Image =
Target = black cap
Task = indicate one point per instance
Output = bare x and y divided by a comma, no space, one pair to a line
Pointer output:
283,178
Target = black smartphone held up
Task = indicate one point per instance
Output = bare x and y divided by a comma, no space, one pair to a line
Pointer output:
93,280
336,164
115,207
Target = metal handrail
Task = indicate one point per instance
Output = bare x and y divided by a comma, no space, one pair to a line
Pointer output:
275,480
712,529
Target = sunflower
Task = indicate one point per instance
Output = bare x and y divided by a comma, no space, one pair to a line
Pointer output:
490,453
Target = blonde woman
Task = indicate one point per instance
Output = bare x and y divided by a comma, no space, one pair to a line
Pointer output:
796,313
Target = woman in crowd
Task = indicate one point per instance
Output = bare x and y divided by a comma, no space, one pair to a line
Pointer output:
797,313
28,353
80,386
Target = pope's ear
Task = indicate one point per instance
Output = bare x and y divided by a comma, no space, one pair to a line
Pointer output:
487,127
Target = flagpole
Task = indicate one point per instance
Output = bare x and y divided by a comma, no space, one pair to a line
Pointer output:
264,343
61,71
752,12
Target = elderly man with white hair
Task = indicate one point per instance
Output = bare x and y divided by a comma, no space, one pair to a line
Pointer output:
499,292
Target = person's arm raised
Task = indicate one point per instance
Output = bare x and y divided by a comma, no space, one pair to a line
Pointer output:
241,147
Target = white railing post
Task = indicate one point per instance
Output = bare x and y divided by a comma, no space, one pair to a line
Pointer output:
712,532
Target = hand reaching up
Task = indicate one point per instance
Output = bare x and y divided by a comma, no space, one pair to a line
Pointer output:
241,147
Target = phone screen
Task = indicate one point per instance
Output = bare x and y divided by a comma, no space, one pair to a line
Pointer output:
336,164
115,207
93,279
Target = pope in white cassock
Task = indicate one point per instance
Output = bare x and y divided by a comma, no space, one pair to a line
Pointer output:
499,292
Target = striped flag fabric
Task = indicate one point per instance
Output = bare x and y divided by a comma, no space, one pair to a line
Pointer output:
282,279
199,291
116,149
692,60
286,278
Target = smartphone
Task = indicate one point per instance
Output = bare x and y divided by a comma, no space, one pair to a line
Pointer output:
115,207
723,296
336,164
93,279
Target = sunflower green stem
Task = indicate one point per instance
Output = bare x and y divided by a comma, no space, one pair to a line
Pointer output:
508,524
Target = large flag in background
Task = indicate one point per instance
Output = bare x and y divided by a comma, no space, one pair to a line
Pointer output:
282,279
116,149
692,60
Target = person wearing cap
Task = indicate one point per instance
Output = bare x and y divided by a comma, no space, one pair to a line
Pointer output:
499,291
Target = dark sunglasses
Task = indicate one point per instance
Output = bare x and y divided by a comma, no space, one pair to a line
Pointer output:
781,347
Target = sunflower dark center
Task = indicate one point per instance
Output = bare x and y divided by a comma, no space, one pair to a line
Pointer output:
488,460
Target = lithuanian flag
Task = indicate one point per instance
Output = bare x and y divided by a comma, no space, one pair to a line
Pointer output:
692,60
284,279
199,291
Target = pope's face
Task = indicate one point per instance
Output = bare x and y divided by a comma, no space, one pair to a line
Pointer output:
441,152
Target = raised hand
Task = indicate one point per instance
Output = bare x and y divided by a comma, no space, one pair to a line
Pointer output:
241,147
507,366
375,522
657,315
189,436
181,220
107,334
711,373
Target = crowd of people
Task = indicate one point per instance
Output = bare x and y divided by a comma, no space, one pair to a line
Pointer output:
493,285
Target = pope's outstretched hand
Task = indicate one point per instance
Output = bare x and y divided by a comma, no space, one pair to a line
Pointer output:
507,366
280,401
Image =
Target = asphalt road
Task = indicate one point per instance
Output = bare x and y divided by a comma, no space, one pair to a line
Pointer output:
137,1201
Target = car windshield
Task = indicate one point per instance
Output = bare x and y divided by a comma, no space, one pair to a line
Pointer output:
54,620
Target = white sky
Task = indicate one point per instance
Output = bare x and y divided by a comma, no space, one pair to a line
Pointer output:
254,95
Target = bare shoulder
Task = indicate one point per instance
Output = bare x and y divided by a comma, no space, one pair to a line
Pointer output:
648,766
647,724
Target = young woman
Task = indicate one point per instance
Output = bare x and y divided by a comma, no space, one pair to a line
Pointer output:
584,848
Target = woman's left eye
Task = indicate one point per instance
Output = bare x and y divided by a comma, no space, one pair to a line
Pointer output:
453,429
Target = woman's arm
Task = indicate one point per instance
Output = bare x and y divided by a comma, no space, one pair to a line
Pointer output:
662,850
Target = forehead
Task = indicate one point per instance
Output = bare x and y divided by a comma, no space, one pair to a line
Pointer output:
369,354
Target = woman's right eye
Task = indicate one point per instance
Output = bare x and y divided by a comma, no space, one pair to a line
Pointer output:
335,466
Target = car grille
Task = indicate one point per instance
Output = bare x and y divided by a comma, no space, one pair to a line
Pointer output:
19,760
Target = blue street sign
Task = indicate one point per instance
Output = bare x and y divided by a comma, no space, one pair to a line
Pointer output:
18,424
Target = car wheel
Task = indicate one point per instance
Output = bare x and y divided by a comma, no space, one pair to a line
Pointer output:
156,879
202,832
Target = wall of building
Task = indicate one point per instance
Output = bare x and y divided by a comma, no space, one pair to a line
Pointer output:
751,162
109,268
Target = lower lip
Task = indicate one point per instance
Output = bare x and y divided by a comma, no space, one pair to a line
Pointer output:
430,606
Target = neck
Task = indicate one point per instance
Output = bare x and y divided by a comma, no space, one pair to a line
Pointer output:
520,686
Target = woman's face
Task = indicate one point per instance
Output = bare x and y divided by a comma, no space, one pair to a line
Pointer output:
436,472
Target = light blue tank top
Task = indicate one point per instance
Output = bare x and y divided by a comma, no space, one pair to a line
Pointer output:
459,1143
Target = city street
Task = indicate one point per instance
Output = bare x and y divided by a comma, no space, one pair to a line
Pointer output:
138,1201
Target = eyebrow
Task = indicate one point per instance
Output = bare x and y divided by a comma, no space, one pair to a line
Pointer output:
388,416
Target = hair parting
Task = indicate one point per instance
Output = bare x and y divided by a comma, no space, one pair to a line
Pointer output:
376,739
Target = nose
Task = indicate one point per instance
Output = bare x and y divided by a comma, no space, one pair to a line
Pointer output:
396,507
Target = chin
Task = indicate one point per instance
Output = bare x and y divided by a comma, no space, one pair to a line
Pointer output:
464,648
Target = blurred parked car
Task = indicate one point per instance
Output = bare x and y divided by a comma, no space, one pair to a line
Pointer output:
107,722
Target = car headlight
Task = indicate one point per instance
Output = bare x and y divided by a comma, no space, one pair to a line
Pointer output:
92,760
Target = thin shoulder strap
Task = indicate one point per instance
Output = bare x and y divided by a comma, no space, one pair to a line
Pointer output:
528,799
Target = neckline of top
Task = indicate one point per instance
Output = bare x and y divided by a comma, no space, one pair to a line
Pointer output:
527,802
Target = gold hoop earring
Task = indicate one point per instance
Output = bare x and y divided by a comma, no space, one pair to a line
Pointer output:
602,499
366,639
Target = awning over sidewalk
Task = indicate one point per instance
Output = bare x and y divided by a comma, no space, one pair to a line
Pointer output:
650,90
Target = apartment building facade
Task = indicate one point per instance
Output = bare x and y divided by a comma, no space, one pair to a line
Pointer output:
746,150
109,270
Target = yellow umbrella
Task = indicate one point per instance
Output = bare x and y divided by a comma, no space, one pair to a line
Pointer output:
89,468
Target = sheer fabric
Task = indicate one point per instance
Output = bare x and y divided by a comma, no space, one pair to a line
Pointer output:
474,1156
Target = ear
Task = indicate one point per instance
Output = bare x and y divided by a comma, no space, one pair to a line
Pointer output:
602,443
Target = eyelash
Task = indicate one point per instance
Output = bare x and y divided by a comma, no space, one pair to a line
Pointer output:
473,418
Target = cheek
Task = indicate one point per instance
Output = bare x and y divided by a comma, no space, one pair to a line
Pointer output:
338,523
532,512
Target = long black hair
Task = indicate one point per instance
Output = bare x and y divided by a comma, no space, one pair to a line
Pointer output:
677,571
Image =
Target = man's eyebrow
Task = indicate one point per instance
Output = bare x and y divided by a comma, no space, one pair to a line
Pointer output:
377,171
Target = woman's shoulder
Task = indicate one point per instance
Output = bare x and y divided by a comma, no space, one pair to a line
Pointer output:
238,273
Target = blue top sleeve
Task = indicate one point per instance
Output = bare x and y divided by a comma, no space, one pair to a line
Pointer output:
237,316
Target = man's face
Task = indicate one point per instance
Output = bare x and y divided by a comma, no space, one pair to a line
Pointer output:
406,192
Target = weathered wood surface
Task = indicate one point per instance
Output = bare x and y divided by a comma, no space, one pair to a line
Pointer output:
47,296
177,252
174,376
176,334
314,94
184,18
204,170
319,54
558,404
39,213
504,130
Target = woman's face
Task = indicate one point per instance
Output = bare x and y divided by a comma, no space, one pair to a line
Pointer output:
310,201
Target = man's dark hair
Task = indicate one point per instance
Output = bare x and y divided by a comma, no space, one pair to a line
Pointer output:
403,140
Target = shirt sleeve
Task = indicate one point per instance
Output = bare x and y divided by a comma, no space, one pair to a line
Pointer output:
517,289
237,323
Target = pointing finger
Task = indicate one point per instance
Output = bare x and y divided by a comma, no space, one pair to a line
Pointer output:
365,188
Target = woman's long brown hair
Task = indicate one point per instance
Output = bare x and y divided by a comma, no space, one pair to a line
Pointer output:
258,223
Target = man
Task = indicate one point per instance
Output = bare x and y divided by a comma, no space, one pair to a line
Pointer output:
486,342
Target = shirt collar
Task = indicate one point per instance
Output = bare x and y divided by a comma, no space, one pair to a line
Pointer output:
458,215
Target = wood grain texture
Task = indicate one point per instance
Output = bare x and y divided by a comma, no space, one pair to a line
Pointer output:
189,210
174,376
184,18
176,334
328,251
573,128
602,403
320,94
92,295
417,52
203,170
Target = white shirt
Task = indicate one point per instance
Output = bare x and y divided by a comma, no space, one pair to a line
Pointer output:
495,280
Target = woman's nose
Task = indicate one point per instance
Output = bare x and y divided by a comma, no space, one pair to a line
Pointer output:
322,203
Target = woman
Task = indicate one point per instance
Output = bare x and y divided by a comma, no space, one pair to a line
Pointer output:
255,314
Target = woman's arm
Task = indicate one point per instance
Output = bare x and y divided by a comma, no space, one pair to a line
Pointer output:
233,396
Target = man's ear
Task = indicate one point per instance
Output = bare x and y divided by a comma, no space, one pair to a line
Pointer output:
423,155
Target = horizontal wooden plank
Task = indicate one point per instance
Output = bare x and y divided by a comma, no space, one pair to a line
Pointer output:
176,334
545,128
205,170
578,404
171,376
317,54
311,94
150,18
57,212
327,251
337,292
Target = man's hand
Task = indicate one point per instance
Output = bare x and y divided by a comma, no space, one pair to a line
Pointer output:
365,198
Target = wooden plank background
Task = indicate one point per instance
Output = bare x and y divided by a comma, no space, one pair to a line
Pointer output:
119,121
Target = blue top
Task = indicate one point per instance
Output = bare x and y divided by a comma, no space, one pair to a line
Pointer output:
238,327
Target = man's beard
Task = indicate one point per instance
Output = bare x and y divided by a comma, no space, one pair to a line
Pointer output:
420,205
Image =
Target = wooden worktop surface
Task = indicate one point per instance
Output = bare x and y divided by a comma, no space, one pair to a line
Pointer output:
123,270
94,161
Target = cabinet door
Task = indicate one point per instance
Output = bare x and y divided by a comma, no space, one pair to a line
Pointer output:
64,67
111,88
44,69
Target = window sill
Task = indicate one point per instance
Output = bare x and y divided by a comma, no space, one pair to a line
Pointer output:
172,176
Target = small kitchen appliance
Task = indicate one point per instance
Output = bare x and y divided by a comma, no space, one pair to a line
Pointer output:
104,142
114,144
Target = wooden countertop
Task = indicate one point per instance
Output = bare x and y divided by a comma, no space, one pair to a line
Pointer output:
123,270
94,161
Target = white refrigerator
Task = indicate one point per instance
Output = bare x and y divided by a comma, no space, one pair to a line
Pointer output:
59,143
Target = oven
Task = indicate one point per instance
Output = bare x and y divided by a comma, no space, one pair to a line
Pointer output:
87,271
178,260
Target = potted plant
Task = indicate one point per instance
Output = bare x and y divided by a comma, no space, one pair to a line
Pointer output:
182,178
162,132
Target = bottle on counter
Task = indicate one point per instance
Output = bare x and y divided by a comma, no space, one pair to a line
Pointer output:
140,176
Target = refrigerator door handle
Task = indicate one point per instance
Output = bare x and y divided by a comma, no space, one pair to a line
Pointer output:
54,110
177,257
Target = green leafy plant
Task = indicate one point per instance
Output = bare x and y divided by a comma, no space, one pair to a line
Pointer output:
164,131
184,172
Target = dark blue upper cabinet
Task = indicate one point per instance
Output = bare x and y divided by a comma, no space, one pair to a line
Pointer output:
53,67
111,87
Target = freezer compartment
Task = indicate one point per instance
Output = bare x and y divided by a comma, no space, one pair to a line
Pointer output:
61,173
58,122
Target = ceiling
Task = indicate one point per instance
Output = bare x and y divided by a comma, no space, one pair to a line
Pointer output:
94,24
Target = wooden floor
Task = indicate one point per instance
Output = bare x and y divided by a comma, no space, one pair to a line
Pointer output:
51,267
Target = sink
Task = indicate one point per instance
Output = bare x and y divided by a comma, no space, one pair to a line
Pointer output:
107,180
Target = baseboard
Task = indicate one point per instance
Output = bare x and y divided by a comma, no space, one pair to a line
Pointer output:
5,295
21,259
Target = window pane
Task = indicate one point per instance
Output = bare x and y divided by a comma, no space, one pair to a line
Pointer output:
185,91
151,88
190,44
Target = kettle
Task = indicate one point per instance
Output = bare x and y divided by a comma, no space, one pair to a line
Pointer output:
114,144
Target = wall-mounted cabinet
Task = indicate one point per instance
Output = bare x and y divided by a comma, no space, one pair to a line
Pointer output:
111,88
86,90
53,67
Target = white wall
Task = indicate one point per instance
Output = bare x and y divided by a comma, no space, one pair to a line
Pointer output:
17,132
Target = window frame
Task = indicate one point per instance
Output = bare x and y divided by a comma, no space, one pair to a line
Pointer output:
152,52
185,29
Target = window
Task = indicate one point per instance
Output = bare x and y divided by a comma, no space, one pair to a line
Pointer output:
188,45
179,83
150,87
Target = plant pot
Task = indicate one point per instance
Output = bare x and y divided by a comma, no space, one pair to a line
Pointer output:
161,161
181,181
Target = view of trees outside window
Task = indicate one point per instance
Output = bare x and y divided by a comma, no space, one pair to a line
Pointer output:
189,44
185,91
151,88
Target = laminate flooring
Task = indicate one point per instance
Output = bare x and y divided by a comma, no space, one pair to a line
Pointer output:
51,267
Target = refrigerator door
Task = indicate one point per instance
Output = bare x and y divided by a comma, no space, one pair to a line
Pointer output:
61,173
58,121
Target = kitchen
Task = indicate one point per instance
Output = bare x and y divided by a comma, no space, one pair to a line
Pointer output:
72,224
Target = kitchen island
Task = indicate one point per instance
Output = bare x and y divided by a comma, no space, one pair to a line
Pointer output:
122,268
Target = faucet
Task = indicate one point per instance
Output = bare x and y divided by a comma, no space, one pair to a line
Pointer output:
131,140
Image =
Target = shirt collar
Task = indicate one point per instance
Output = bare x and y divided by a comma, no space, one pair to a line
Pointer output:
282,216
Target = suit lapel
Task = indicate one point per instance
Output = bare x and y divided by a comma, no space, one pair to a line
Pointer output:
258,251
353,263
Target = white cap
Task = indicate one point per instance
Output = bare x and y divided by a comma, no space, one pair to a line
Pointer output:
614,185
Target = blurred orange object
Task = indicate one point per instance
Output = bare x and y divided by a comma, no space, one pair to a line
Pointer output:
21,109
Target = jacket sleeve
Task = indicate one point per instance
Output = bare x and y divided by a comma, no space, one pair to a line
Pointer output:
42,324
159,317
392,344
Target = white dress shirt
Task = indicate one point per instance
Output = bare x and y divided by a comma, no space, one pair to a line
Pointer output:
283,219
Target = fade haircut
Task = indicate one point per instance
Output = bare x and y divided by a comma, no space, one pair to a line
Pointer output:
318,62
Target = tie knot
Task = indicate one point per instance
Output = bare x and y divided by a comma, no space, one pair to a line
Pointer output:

^^^^^^^^

__Task to carry out__:
Return unchanged every line of the rows above, from the line containing "Target = white cap" through the last line of the rows. Include both the first and the last line.

__Complete response__:
Target = white cap
Task = indicate one point per instance
Output = bare x and y divided by a comma, no space, one pair to a line
Pointer output:
614,185
Target = blurred orange object
Task = indicate one point per instance
Output = bare x and y divided by a comma, no space, one pair to a line
Pointer output:
21,109
Target = jacket sleeve
Task = indicate one point per instance
Output = bare x and y divided by a comma, no space, one pair to a line
Pointer output:
42,324
159,317
392,344
Target = white dress shirt
Task = indicate one point per instance
Output = bare x and y divided by a comma, no space, one pair to a line
Pointer output:
283,219
Target = fade haircut
Task = indicate one point per instance
Output = bare x and y divided by a comma, no space, one pair to a line
Pointer output:
318,62
Target = tie knot
Task = indicate one point per instance
Output = bare x and y divided by a comma, no space, one pair to a line
Pointer output:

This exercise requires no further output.